What you need to do
Where a line in the records below includes "stamen", pull that line out.

** Opening Provided records block **

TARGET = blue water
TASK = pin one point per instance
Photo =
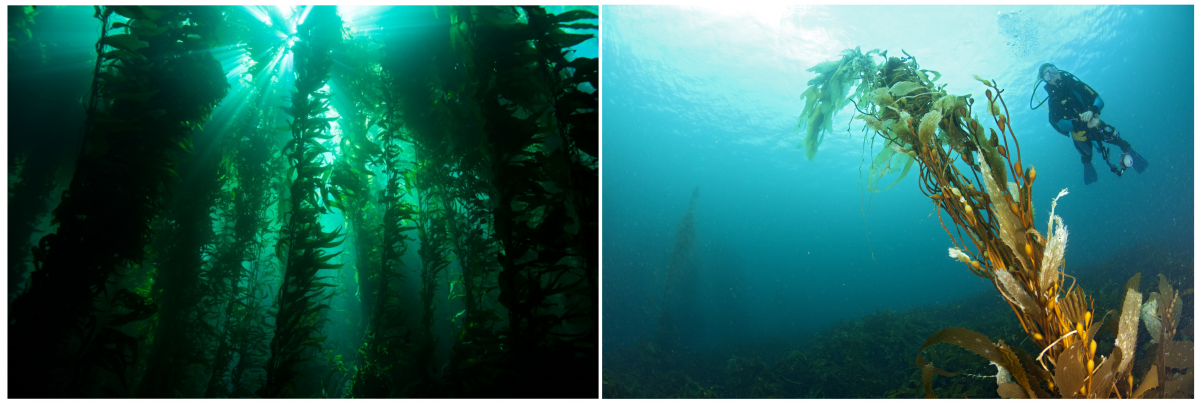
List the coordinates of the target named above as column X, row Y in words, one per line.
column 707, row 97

** Closing Provided records block **
** Opening Provided records block **

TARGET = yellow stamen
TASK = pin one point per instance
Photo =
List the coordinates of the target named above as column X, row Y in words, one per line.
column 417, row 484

** Closing Provided records block **
** Opening Provided records block **

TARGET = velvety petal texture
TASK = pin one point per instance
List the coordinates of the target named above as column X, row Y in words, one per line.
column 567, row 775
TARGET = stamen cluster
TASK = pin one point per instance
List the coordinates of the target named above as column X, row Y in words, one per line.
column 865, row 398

** Closing Provided records block **

Result for this exercise
TARGET = yellow stamen
TARGET = stamen cluster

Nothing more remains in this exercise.